__SEITENTEXT__
────

Bei Patienten mit Symptomen einer Blasenentzündung sollten immer die Grenzen der Selbstmedikation beachtet werden. Treten zum Beispiel zusätzlich Fieber, Rückenschmerz, vaginaler Ausfluss oder blutiger Urin auf, sollte direkt an den Arzt verwiesen werden. Ude erklärte auch, dass bei Schwangeren, Kindern und Patienten mit Grunderkrankungen wie Diabetes mellitus der Weg in eine Arztpraxis anzuraten sei. Und: »Männer sind immer als kompliziert einzustufen«, sagte der Fachapotheker für Arzneimittelinformation. Bei ihnen könne beispielsweise auch die Prostata mit betroffen sein.

Im Bereich der Selbstmedikation bestehen viele unterschiedliche Präparate zur Verfügung, ein Großteil davon Phytopharmaka. Einige davon sind zugelassen, andere gehören zu den Kategorien »well-established use« oder »traditional use«.  Die Evidenz für die Wirksamkeit nehme in dieser Reihenfolge ab, so Ude. Der Referent verriet seine Favoriten: Dazu gehören sowohl Präparate mit Trockenextrakt aus Bärentraubenblättern (zum Beispiel Arctuvan®, Cystinol® akut oder Uvalysat®) als auch eine Pulverzubereitung aus Kapuzinerkresse und Meerrettich (Angocin®) und ein D-Mannose-haltiges Medizinprodukt (Femannose®). Zu den Präparaten mit Bärentraubenblätter-Extrakten fügte er hinzu, dass das Alkalisieren des Urins heute als überholt und nicht notwendig gilt. Denn intrazellulär gebildetes Hydrochinon sei für die antibakterielle Wirkung verantwortlich und der pH-Wert des Urins sei irrelevant für den Therapieerfolg.

────

__VORLIEGENDE DATEN__
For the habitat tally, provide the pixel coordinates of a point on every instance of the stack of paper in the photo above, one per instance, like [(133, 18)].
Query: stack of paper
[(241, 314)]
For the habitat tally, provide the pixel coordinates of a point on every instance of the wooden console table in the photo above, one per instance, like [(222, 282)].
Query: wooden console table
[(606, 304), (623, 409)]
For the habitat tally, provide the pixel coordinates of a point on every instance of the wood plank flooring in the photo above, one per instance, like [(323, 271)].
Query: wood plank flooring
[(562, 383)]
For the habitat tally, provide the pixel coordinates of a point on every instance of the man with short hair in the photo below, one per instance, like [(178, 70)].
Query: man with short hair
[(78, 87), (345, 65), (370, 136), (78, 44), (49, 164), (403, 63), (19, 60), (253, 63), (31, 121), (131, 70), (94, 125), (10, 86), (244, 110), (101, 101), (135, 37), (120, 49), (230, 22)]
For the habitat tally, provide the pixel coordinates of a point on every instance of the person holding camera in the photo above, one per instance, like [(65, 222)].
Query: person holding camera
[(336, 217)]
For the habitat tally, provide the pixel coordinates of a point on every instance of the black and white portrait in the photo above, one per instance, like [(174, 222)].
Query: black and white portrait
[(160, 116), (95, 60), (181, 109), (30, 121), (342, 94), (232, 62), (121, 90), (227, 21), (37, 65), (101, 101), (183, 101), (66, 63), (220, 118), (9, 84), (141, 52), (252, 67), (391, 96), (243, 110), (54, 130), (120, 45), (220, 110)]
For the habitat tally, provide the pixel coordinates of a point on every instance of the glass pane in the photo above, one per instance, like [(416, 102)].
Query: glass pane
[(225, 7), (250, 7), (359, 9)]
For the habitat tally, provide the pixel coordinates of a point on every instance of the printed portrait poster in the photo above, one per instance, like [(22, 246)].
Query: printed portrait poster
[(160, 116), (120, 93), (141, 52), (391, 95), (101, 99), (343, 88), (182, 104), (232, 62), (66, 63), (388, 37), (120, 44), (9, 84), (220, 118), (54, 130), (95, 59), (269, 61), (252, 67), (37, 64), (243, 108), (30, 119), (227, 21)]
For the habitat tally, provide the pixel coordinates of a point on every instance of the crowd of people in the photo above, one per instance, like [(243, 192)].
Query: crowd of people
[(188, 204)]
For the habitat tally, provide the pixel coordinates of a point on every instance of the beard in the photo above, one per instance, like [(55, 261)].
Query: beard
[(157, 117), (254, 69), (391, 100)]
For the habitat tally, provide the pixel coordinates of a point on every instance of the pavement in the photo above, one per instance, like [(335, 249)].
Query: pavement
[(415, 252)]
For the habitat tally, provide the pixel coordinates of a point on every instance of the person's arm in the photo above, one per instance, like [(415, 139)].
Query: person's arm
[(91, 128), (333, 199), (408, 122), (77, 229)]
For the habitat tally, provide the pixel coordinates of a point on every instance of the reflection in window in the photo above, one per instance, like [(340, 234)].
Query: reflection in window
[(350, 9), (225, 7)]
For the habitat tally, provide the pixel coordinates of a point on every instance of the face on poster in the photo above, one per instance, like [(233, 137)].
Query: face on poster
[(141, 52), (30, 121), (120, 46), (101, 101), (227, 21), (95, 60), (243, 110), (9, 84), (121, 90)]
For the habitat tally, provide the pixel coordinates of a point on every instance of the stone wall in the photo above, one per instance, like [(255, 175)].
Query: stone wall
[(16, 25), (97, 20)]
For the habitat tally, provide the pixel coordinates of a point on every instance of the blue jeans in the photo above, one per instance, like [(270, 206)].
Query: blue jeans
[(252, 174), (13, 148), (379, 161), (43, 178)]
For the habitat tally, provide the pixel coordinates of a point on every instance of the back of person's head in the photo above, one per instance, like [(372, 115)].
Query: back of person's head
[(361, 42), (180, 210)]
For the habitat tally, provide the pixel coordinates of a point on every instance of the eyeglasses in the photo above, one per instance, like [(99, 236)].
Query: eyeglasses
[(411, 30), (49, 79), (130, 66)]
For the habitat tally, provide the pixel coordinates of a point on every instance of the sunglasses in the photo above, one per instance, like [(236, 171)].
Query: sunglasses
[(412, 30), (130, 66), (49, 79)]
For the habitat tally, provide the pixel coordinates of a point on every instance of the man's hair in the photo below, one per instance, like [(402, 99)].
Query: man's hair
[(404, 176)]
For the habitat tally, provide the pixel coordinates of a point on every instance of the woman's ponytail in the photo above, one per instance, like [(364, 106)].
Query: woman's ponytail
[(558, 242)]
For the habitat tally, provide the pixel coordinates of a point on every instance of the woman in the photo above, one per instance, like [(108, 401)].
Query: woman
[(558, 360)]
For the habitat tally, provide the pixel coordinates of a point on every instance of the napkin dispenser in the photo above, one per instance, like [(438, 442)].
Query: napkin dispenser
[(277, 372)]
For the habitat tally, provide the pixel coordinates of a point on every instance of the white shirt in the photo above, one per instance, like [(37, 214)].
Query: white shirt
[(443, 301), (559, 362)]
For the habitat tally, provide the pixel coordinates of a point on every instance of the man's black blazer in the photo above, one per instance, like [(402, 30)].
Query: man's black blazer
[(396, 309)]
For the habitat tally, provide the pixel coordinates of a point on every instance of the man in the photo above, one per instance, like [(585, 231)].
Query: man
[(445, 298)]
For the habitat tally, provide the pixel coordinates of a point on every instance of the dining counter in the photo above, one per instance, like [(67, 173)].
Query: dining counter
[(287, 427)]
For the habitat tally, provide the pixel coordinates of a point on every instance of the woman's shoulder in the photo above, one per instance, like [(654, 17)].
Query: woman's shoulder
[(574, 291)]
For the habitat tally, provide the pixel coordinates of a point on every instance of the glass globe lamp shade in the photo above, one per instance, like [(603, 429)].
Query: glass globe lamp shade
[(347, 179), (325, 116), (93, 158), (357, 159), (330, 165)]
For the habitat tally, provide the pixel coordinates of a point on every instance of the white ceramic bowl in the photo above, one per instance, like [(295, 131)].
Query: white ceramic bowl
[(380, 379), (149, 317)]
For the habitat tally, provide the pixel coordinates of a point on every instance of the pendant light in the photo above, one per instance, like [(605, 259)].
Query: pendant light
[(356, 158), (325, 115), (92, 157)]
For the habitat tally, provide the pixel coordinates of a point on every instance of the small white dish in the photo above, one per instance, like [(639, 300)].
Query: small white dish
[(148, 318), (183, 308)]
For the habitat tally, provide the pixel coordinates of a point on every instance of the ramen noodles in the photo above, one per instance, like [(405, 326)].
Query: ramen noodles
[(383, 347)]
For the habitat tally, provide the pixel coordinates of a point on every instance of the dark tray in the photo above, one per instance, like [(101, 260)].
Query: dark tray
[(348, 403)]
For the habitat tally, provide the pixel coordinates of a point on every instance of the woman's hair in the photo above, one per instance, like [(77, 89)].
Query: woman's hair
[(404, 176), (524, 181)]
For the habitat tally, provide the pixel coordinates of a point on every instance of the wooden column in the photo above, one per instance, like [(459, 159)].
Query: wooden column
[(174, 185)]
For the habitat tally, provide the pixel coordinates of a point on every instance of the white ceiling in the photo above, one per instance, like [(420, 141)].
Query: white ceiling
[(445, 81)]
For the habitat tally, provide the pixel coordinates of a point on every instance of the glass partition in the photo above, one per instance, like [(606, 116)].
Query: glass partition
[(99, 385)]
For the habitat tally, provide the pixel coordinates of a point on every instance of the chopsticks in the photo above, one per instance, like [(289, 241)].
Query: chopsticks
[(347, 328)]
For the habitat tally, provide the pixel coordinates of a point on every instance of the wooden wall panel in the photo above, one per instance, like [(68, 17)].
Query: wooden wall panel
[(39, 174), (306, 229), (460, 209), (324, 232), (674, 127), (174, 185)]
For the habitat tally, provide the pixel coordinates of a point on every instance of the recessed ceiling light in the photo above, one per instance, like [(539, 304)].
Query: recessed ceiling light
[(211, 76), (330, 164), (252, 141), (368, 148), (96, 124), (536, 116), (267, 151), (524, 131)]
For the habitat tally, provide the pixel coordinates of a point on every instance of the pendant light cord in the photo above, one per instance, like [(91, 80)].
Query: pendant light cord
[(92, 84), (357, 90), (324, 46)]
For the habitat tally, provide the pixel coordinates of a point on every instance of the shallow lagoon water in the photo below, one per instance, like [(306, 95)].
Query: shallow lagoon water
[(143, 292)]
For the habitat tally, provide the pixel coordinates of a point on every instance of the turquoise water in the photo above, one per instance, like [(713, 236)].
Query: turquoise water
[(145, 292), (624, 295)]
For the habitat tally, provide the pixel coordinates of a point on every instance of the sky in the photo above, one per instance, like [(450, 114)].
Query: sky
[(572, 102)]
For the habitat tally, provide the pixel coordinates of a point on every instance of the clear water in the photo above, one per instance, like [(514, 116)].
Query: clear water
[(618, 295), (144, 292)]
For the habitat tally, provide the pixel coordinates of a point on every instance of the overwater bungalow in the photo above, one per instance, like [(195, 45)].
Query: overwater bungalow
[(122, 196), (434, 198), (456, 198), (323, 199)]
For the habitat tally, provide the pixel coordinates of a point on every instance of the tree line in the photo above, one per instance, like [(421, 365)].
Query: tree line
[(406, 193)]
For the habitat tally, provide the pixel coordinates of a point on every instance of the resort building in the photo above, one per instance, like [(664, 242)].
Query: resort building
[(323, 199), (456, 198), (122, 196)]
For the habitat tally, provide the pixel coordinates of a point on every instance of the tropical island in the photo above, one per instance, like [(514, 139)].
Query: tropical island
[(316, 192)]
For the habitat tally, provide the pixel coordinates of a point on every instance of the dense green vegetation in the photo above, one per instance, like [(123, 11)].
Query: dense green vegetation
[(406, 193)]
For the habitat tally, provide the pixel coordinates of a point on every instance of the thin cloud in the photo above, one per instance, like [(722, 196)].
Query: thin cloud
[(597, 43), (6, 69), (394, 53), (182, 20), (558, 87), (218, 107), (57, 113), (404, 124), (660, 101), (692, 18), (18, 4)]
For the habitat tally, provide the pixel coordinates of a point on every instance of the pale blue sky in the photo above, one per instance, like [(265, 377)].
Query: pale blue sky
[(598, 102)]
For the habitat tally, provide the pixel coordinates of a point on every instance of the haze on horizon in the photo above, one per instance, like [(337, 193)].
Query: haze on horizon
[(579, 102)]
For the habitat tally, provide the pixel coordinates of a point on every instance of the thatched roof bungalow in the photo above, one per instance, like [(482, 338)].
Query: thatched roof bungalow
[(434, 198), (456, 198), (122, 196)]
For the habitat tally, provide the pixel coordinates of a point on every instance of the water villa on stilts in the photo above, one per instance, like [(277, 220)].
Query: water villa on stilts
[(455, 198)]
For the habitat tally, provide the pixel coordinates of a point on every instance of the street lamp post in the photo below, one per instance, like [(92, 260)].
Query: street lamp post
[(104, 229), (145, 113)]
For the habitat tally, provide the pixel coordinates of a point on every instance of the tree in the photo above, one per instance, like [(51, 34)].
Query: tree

────

__AUFGABEN__
[a] Was ist laut dem Seitentext zur Blasenentzündung für die antibakterielle Wirkung der Präparate mit Bärentraubenblätter-Extrakt verantwortlich?
[b] Führe den Seitentext zur Blasenentzündung nach seinem letzten Satz weiter.

__LÖSUNGEN__
[a] Intrazellulär gebildetes Hydrochinon.

[b]
Der Einsatz von Teezubereitungen erfolgt als »traditional use«.  Als Add-on-Maßnahme befürwortete der Apotheker deren Einsatz bei Harnwegsinfektionen, als alleinige Therapie jedoch nicht. Bei Tees stelle sich immer die Frage der Löslichkeit, der Qualität, der Dosis und des Herstellungsprozesses. En vogue sind auch Cranberry-Präparate. Ude sprach sich jedoch gegen deren Einsatz aus. »Die Wirksamkeit ist umstritten und auf dem deutschen Markt sind keine geeigneten Zubereitungen vorhanden.« Auch für die Anwendung von Probiotika votierte der Apotheker nicht. Bei ihnen fehle derzeit ebenfalls die Evidenz für die Wirksamkeit bei Harnwegsinfektionen.

Dafür liegen umso mehr Belege vor, dass sexuell übertragbare Krankheiten (sexually transmitted Infections / Diseases, STI / STD) in Deutschland auf dem Vormarsch sind. Dazu gehören Syphilis, Gonorrhö, Trichomonaden und Chlamydien. Der Erreger der Syphilis ist das gramnegative Bakterium Treponema pallidum. Man unterscheidet die Früh- und die Spätsyphilis. Häufiges Erkennungsmerkmal einer Infektion sind Flecken und Pusteln auf der Haut, vor allem im Gesicht und an der Hand. Übertragen wird die Krankheit typischerweise durch Sexualkontakte. Laut Therapieleitlinie ist Penicillin G das Mittel der ersten Wahl in der Behandlung.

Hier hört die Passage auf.